TEXTO FORNECIDO:

==================================================

Dois meses depois, a Crimeia, parte oriental da Ucrânia, se voltou contra o governo interino de Kiev pró-europeu presidido por Olexander Turchynov, promovendo um referendo no país que, com mais de 95% a favor, pediu a anexação de seu território à Rússia em meados de março.

Gerando um mal-estar na política internacional, o caso da Crimeia colocou em voga um tema que não é de hoje – porém, também é muito atual: os movimentos separatistas em vários países.  

Marcos Troyjo é professor da Universidade Columbia em Nova York, onde dirige o BRICLab, Centro de Estudos sobre Brasil, Rússia, Índia e China
Marcos Troyjo é professor da Universidade Columbia em Nova York, onde dirige o BRICLab, Centro de Estudos sobre Brasil, Rússia, Índia e China
Foto: Arquivo Pessoal / Divulgação

Outros movimentos de independência “pipocam” no mundo há algumas décadas. Casos antigos de povos, como em Quebec, que desde a década de 1960 apresenta questões culturais, econômicas e sociais, são vistos em diversas partes do planeta, especialmente na Europa que, às vezes, parece não ter se recuperado ainda da Segunda Guerra Mundial.

Com a instabilidade instaurada no Leste europeu e com alguns referendos marcados ainda para este ano – como acontecerá na Escócia, que estuda se desmembrar do Reino Unido e já tem um referendo marcado para setembro – a grande pergunta é: o que isto significa na política internacional?

Em entrevista ao Terra, o economista e cientista político, professor da Universidade Columbia em Nova York, Marcos Troyjo, afirma que não há um "surto separatista" no mundo, mas o atual cenário traz a necessidade de um alerta a respeito da maneira com que o poder centralizado de países como Rússia e China lidará com a delimitação de suas fronteiras e sobre a influência dessas abordagens regionais no diálogo das duas potências com o Ocidente. Confira a íntegra da entrevista:

Terra - Movimentos de independência ocorrem há décadas em diversas partes do mundo - como Catalunha, Escócia, Veneza e Quebec - e o assunto voltou a ter força depois da anexação da Crimeia à Rússia. Qual o significado disso para a política e economia mundiais contemporâneas?

Troyjo - Todos os movimentos separatistas citados são bastante antigos e, a meu ver, não têm relação com o que vem acontecendo na Crimeia ou mesmo no Leste da Ucrânia. Na verdade, muitos desses movimentos, como o de Quebec e da Catalunha, estavam mais exacerbados no início dos anos 90 do que agora.

No caso da Crimeia, ou mesmo da parte oriental da Ucrânia, não acontece exatamente um processo separatista; é mais um sentimento de reintegração a um Estado (a Rússia) a que parte importante daquelas etnias pertence.

==================================================

DADOS APRESENTADOS:

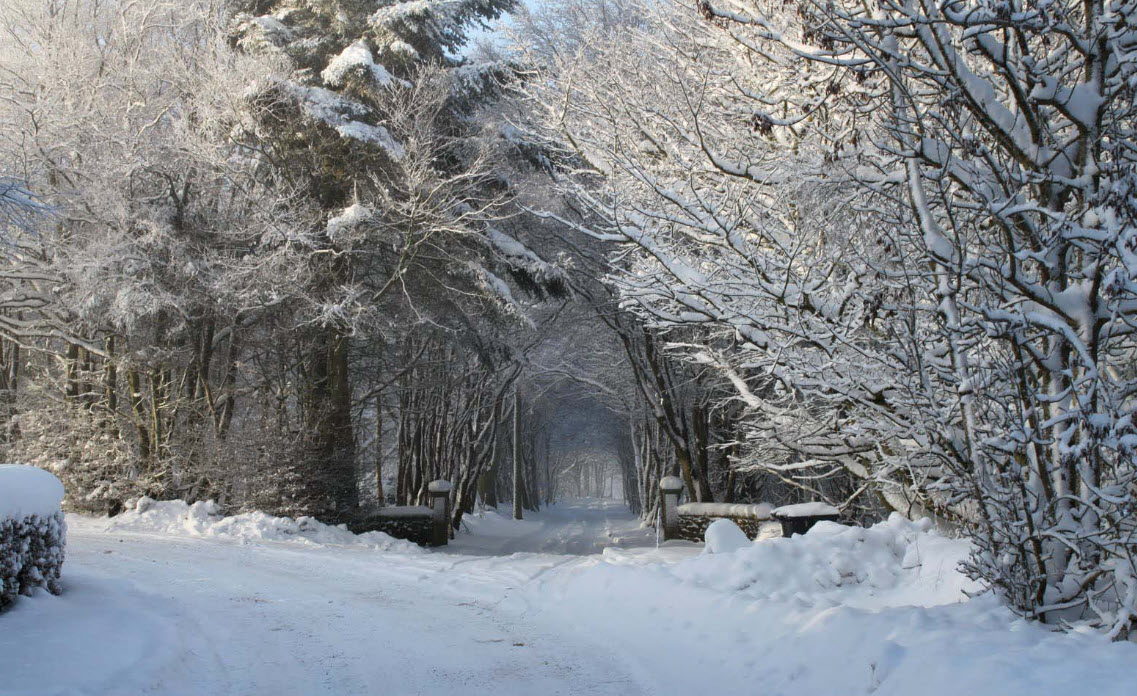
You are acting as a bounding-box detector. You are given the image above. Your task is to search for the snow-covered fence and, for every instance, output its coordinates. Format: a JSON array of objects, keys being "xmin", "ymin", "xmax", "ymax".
[
  {"xmin": 348, "ymin": 481, "xmax": 450, "ymax": 546},
  {"xmin": 0, "ymin": 464, "xmax": 66, "ymax": 610}
]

==================================================

Segundo o texto sobre movimentos separatistas, para que mês está marcado o referendo na Escócia? Os dados não têm qualquer papel nesta tarefa.

RESPOSTA ESCRITA:
O referendo na Escócia está marcado para setembro.